Below is some data; print it all back exactly.

(Material for this task)

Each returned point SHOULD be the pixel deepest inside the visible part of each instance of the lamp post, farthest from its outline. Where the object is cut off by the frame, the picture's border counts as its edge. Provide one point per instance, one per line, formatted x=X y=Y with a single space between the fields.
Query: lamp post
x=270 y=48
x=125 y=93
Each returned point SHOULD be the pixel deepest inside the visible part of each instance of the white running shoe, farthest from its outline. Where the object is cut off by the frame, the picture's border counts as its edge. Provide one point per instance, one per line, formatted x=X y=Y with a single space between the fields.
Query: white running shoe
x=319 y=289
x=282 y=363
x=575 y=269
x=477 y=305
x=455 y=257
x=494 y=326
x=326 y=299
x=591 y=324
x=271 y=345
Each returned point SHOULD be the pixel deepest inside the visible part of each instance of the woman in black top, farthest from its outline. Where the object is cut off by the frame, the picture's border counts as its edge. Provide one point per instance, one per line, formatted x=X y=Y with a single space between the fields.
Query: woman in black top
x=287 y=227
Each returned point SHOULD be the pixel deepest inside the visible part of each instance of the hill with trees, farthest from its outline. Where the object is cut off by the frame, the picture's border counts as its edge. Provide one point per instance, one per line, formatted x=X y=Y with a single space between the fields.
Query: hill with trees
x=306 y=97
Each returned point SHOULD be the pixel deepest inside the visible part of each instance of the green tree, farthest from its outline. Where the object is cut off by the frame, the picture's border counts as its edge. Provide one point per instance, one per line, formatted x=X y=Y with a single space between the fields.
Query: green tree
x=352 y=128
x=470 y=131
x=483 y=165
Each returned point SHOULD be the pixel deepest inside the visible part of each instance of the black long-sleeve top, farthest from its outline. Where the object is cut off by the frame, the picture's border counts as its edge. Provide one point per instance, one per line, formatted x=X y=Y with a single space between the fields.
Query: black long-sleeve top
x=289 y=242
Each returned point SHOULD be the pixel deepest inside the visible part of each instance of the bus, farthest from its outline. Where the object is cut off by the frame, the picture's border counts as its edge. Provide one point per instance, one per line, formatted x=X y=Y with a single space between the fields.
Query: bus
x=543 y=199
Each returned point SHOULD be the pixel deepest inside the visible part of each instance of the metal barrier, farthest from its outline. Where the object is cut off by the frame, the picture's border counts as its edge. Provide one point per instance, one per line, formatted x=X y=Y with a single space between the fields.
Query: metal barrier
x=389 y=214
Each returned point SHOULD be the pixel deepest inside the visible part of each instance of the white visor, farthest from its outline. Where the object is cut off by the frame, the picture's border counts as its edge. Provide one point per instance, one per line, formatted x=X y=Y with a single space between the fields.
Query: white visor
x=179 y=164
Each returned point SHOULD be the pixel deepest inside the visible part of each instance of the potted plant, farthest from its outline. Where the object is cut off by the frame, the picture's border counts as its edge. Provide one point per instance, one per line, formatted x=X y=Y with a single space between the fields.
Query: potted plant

(End Material for this task)

**Reply to the exercise:**
Each returned point SHOULD be the pixel deepest inside the visible part of each instance of the lamp post, farthest from its outline. Where the object is cut off by the frame, the picture's border counts as its edge. Provide one point per instance, one per line, formatted x=X y=Y with a single space between the fields.
Query: lamp post
x=270 y=48
x=125 y=93
Each returned point SHOULD be the pixel deepest inside the visible part of each instance of the white running shoe, farthest from its outline. Where the object is cut off by the frame, the picture's border counts as its edge. Provide one point per instance, one per line, formatted x=X y=Y with a single space between the fields.
Query: white running shoe
x=319 y=289
x=282 y=363
x=575 y=269
x=477 y=305
x=455 y=257
x=494 y=326
x=326 y=299
x=591 y=324
x=271 y=345
Each returned point SHOULD be the pixel deepest inside the visible part of each instance of the woman in black top, farthest from its outline. Where the object is cut off by the frame, the picture's border counts as its edge. Provide one point per instance, one per line, formatted x=X y=Y with a single space between the fields.
Query: woman in black top
x=287 y=227
Each returned point SHOULD be the pixel deepest inside the visible part of each instance of the hill with trees, farthest from its outline. Where the object is cut off by the frame, the picture's border counts as its edge. Provide one point per instance, one per line, formatted x=X y=Y with a single space between the fields.
Query: hill with trees
x=306 y=97
Each returned point SHOULD be the pixel deepest inside the visible part of each instance of the green tree, farthest from its outline. Where the object is cut off by the frame, the picture's border counts as its edge. Provide one point per instance, one per line, formatted x=X y=Y with a single space between the fields.
Query: green tree
x=352 y=128
x=470 y=131
x=483 y=165
Each returned point SHOULD be the pixel deepest inside the visible part of each instance of the black long-sleeve top, farthest from its outline. Where the object is cut off by the frame, the picture's border counts as its edge. Provide one point per instance, one per line, formatted x=X y=Y with a single space between the fields.
Query: black long-sleeve top
x=289 y=242
Each returned point SHOULD be the pixel deepest inside the visible part of each instance of the bus, farthest from its outline. Where the object is cut off by the frame, the picture's border counts as its edge. Provide one point per instance, one per line, formatted x=X y=Y with a single space between the fields.
Query: bus
x=543 y=199
Each returned point SHOULD be the pixel deepest inside the visible part of each instance of the metal barrier, farthest from its outline. Where the object is cut off by the frame, the picture's border counts as its edge. Provide one point per instance, one per line, formatted x=X y=Y with a single space between the fields.
Query: metal barrier
x=389 y=214
Each returned point SHOULD be the pixel deepest inside the visible part of each instance of the white visor, farthest from its outline. Where the object is cut off by the frame, the picture's border counts as its edge. Provide one point per instance, one per line, formatted x=X y=Y with a single space between the fields.
Query: white visor
x=179 y=164
Each returned point SHOULD be the pixel deepest inside the visible part of each instance of the potted plant, farthest from its outline. Where the object is cut off by the frame, the picture's border counts as its edge. Provide one point per instance, one per line, formatted x=X y=Y with a single space between the fields.
Query: potted plant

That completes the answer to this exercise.